* [Provided text]
## Begin
Caught in that sensual music all neglect
Monuments of unageing intellect.
An aged man is but a paltry thing,
A tattered coat upon a stick, unless
Soul clap its hands and sing, and louder sing
For every tatter in its mortal dress,
Nor is there singing school but studying
Monuments of its own magnificence;
And therefore I have sailed the seas and come
To the holy city of Byzantium.
O sages standing in God's holy fire
As in the gold mosaic of a wall,
Come from the holy fire, perne in a gyre,
And be the singing-masters of my soul.
Consume my heart away; sick with desire
And fastened to a dying animal
It knows not what it is; and gather me
Into the artifice of eternity.
Once out of nature I shall never take
My bodily form from any natural thing,
But such a form as Grecian goldsmiths make
Of hammered gold and gold enamelling
To keep a drowsy Emperor awake;
Or set upon a golden bough to sing
To lords and ladies of Byzantium
Of what is past, or passing, or to come.
Been awhile. Always after any time away I sense the distance between the Spirit and the Flesh. Yeat's "sick with desire/ And fastened to a dying animal." Images here of dogs with balloons tied to their tails. Running in crazy circles in their youth, threatening to pop that balloon at every turn. Then the time where there is a coming to terms, some measure of integration. Each moves equally weighted. Finally, the old dog curled up around the balloon - the only comfort left. Riddles of the Sphinx: "gather me/ Into the artifice of eternity."
## End
* [Records shown]
## Begin
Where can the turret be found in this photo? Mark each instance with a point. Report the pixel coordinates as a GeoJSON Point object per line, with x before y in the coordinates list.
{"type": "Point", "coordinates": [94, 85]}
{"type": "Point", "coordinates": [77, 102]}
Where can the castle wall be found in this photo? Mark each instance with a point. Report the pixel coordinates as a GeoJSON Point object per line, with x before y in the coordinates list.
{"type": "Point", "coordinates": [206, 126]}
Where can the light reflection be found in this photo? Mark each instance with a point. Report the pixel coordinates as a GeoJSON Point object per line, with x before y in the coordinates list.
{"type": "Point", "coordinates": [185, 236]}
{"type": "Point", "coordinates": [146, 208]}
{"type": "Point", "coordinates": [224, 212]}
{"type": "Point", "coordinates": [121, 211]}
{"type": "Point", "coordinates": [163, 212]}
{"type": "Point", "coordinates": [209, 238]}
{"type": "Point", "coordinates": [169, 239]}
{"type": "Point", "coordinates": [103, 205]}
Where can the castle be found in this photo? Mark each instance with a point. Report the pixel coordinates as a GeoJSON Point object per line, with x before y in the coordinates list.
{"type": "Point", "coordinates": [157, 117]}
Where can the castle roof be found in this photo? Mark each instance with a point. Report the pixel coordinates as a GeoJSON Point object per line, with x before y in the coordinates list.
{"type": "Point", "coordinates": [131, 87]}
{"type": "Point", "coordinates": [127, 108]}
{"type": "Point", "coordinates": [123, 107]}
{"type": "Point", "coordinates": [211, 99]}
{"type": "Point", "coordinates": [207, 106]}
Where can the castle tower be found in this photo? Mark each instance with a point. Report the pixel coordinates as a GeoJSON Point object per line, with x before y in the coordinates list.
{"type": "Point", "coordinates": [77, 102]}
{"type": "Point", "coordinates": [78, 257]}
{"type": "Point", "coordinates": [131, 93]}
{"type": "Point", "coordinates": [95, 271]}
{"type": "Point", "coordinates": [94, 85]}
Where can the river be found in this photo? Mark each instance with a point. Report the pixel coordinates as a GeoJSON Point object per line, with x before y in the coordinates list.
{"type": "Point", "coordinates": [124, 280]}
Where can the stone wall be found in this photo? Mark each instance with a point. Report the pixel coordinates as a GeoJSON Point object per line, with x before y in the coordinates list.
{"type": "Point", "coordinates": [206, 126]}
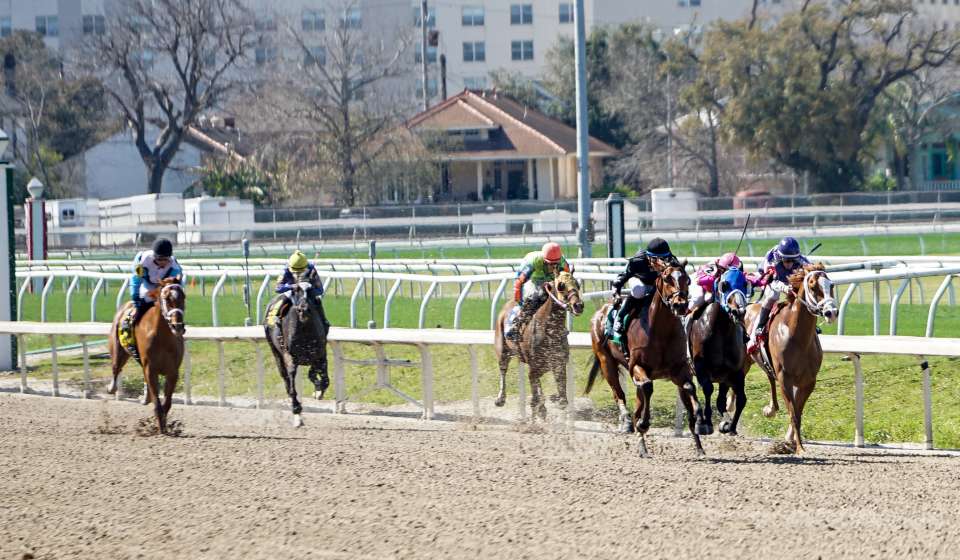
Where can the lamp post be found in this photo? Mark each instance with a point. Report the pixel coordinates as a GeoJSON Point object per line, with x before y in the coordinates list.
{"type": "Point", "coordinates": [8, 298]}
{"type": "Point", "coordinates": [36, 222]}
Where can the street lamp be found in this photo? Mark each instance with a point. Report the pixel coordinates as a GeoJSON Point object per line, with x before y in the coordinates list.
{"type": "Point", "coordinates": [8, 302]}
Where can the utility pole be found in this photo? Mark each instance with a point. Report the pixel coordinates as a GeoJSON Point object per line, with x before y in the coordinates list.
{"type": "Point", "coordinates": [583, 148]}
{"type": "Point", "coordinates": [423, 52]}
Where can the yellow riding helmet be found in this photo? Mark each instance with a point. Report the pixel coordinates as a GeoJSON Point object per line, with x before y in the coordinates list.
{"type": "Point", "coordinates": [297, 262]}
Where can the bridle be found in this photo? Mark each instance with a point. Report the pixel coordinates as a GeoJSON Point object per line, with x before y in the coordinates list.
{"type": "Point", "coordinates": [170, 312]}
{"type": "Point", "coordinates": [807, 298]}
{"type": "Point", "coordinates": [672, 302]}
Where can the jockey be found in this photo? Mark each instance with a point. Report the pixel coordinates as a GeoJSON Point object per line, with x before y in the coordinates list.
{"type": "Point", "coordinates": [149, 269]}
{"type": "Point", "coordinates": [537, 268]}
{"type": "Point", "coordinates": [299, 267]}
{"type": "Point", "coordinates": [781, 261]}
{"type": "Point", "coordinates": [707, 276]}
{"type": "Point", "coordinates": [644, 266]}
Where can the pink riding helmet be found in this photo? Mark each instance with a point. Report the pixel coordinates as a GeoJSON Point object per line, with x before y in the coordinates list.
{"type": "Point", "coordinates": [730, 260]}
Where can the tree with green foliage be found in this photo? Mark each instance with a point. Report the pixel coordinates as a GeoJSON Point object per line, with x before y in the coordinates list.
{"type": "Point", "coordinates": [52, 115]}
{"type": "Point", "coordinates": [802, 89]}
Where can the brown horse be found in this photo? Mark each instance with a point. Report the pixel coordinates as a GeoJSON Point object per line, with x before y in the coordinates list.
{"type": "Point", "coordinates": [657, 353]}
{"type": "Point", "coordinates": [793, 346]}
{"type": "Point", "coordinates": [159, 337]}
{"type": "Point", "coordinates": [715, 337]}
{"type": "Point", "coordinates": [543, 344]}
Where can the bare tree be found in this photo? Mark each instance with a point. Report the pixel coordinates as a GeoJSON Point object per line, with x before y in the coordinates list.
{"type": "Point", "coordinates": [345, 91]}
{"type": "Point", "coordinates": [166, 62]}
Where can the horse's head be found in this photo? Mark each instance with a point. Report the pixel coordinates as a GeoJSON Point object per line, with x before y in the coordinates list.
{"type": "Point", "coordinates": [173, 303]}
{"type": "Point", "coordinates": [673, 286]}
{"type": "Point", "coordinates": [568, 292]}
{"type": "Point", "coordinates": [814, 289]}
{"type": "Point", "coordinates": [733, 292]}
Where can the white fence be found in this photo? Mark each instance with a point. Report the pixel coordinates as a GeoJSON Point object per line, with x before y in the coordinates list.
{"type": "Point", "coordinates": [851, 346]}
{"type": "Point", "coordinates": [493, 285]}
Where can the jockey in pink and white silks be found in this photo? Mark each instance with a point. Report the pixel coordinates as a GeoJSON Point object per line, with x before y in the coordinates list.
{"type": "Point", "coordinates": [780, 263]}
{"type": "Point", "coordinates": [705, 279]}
## End
* [Goal] In the provided text, what city has the speaker sailed the seas to reach?

* [Correct response] The holy city of Byzantium.